SHORT TASK 1
From the rows that follow the passage about Chauncey Spencer, pull out each line containing the string "covered" and copy those lines.

GIVEN TEXT

====

Chauncey Spencer after a successful parachute jump at a Chicago air show. Spencer became one of Chicago’s most well-known barnstorming pilots. National Air and Space Museum Archives, Smithsonian Institution

Chauncey Spencer (1906–2002) was an African American aviator born in Lynchburg, Va. His mother was the Harlem Renaissance poet Anne Spencer.

Spencer saw his first airplane in flight at the age of 11, but after finishing college, despite his family’s fame and respect in the South, no one would give him flying lessons in Lynchburg. A family friend, Oscar De Priest, the first black Congressman since Reconstruction, suggested that Spencer move to his home district in Chicago to take flying lessons. In 1934, Spencer joined with a group of African American aviators in organizing the National Airmen Association of America (NAAA). Working as a kitchen helper in a Chicago restaurant, Spencer used most of his weekly wages for flying lessons.

Later, he and a handful of companions bought an obsolete airplane and set out to repair it themselves. Two years after that, in 1939, he and fellow NAAA member Dale Lawrence White flew a rented Lincoln-Paige biplane on a 10-city tour that started in Chicago and ended in Washington, D.C. The notoriety of the Spencer-White flight in the black press contributed to convincing Congress to include blacks in the pre-World War II Civilian Pilot Training Program. Also, Spencer and White had met with Missouri Sen. Harry S. Truman who, later as President, ordered the integration of the U.S. Air Force in 1948.

====

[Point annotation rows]
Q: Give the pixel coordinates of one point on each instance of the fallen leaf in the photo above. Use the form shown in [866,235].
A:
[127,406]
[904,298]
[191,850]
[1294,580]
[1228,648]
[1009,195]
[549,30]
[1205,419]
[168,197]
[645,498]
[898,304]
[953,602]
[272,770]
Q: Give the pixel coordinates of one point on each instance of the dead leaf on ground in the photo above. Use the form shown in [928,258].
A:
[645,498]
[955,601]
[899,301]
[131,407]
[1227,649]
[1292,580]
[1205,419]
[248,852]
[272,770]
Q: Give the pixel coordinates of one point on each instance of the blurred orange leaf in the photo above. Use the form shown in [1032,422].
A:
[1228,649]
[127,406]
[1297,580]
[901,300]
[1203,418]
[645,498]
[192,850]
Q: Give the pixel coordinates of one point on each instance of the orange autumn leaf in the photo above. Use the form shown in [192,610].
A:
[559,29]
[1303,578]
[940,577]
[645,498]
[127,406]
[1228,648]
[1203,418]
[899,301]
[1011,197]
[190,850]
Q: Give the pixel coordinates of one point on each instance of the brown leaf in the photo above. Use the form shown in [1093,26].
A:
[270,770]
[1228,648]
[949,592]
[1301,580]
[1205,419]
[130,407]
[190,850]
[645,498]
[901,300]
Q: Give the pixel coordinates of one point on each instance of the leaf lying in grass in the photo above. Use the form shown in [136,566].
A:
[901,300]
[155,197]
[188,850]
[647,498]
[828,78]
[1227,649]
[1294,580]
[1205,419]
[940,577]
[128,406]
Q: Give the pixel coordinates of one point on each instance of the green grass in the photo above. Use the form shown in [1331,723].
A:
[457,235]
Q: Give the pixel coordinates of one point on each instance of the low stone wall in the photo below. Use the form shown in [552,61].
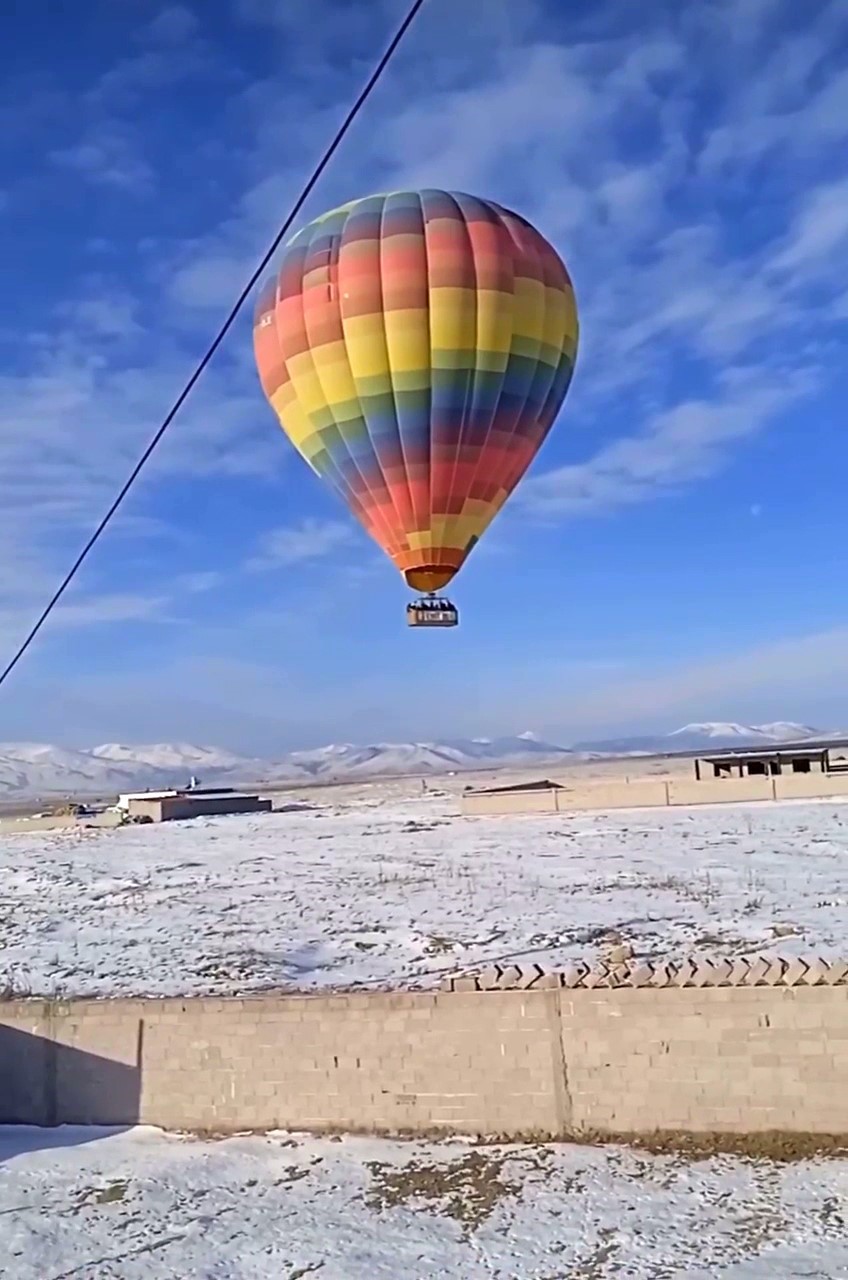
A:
[738,1046]
[652,792]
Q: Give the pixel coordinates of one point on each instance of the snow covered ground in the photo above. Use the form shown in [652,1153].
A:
[77,1205]
[379,887]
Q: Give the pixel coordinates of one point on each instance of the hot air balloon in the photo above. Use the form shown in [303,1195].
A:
[416,348]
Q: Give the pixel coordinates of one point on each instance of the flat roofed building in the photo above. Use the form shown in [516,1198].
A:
[758,762]
[181,805]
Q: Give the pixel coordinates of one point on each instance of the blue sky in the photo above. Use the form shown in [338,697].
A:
[679,549]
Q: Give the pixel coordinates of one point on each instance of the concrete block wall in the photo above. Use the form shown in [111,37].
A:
[651,792]
[742,1046]
[720,790]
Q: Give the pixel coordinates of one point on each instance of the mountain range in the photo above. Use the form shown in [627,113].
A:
[37,769]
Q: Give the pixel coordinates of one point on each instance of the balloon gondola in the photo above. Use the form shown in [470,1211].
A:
[432,612]
[416,348]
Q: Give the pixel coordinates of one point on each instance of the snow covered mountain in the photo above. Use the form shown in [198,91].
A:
[40,769]
[711,735]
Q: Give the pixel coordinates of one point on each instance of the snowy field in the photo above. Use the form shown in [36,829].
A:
[80,1205]
[373,886]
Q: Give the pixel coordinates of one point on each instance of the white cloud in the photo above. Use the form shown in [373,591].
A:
[311,539]
[173,24]
[820,232]
[798,675]
[108,156]
[679,444]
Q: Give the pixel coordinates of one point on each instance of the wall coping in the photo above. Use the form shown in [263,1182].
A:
[688,972]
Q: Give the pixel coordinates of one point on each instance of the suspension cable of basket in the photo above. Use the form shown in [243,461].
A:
[365,92]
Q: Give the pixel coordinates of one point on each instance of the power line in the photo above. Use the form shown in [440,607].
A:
[415,7]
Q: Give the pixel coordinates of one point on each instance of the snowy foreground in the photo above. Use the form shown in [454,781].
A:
[375,887]
[81,1205]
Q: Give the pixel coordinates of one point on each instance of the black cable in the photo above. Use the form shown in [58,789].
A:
[222,333]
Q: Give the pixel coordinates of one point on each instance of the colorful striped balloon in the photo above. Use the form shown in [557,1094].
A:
[416,348]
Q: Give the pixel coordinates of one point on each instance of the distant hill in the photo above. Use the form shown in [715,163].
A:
[711,735]
[41,769]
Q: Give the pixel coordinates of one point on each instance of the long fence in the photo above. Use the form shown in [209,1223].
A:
[725,1046]
[651,792]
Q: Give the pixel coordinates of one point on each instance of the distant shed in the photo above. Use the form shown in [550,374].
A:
[543,785]
[181,805]
[756,762]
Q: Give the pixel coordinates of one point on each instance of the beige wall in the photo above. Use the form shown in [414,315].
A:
[509,1063]
[650,794]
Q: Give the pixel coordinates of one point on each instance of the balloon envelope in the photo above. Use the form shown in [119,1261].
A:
[416,348]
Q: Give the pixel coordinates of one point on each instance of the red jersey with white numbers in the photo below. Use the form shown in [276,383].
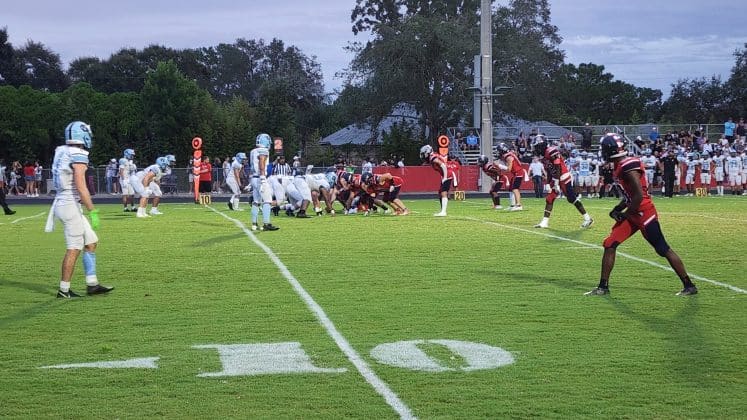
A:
[633,164]
[514,166]
[555,165]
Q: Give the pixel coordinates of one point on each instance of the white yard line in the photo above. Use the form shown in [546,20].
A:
[540,232]
[365,370]
[30,217]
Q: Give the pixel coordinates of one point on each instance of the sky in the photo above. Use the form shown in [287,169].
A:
[648,43]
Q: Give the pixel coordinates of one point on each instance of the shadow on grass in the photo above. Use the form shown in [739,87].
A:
[218,239]
[691,353]
[30,311]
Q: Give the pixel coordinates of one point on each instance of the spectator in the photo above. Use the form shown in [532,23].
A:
[586,137]
[459,140]
[281,167]
[473,142]
[37,177]
[111,177]
[538,174]
[206,175]
[29,175]
[729,127]
[217,179]
[654,134]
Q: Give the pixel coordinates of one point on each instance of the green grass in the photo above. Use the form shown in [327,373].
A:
[192,277]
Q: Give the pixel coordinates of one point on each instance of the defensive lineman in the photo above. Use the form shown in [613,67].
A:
[261,191]
[69,175]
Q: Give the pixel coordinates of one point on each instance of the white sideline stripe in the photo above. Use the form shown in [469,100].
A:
[634,258]
[26,218]
[368,374]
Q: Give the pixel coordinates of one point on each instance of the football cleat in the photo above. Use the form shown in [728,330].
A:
[67,295]
[598,291]
[687,291]
[98,289]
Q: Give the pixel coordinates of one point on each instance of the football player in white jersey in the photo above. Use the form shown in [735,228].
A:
[126,169]
[690,164]
[261,191]
[718,172]
[706,170]
[233,180]
[69,177]
[141,181]
[734,171]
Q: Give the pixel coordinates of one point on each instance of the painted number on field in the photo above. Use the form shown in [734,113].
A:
[263,359]
[407,354]
[287,358]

====

SHORT TASK 2
Summarize the passage about Chauncey Spencer in two sentences.

COMPLETE OUTPUT 1
Q: Give the pixel coordinates of one point on each instance of the snow covered ground in the photo above. Use the form shown in [652,1153].
Q: Give the pixel coordinates of one point on each instance of the snow covered mountain in the photo above. Use the form shown in [198,91].

COMPLETE OUTPUT 2
Chauncey Spencer, an African American aviator born in Lynchburg, Virginia, could not get flying lessons there, so he moved to Chicago on the suggestion of Congressman Oscar De Priest and in 1934 helped organize the National Airmen Association of America. In 1939 he and Dale Lawrence White flew a rented biplane on a 10-city tour from Chicago to Washington, D.C., and the flight's publicity in the black press helped convince Congress to include blacks in the Civilian Pilot Training Program.